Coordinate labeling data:
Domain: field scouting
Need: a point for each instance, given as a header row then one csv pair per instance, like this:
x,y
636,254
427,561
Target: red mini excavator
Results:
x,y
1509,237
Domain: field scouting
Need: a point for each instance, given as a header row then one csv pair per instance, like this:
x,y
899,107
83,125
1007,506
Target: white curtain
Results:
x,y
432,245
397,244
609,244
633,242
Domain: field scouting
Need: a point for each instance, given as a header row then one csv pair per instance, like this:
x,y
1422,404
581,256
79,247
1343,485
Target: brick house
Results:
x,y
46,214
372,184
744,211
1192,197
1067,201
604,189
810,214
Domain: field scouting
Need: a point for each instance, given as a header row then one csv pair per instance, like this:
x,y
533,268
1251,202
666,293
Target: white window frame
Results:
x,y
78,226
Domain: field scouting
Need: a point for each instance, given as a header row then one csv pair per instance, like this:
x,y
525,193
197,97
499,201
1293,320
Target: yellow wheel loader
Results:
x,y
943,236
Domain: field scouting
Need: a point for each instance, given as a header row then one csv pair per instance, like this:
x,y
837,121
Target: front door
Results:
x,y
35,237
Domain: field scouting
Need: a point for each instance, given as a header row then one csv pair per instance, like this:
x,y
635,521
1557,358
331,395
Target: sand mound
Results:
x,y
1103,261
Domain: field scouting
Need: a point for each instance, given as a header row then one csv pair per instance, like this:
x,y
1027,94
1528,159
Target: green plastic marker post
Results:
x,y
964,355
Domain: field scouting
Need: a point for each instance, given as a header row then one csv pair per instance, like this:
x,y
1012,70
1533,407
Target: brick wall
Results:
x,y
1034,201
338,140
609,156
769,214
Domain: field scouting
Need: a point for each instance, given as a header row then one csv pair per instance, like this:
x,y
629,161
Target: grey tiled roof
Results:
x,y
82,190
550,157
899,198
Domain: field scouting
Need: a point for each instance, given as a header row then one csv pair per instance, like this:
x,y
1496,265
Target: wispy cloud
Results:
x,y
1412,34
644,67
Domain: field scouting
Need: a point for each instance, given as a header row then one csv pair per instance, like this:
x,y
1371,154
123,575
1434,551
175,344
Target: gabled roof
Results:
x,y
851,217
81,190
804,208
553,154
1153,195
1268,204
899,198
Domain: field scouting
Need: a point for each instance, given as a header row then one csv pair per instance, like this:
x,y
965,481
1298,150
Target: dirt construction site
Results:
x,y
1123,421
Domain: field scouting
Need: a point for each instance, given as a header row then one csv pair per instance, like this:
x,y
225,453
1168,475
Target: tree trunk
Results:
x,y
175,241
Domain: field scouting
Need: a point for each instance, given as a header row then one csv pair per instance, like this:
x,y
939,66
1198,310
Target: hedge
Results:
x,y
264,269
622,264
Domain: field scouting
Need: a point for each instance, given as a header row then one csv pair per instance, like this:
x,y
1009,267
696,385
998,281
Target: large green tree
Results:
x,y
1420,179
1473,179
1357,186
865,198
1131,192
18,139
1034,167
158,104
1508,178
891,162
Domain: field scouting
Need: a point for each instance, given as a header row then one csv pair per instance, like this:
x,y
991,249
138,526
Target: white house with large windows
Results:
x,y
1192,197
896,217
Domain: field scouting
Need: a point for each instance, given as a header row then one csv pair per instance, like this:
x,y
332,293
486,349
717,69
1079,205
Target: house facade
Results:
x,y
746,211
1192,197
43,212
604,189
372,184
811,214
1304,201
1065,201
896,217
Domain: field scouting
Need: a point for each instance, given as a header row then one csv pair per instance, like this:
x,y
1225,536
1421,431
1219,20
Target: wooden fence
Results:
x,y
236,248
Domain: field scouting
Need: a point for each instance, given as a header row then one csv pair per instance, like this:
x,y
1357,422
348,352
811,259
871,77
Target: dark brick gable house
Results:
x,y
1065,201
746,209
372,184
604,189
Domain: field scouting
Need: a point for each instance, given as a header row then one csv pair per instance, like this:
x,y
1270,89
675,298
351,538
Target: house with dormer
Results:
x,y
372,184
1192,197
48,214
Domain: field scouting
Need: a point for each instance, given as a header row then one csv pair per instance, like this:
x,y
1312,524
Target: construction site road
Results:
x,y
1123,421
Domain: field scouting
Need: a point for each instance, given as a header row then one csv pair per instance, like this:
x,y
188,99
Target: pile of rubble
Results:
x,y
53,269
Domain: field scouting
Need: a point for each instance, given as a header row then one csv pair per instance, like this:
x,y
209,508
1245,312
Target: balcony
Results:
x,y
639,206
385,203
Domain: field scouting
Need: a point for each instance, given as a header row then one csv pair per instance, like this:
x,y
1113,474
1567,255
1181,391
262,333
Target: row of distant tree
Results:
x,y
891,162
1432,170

_The problem_:
Please count the lines in the records that contain the string "tree", treating case as significant. Give only the number.

_The answer_:
3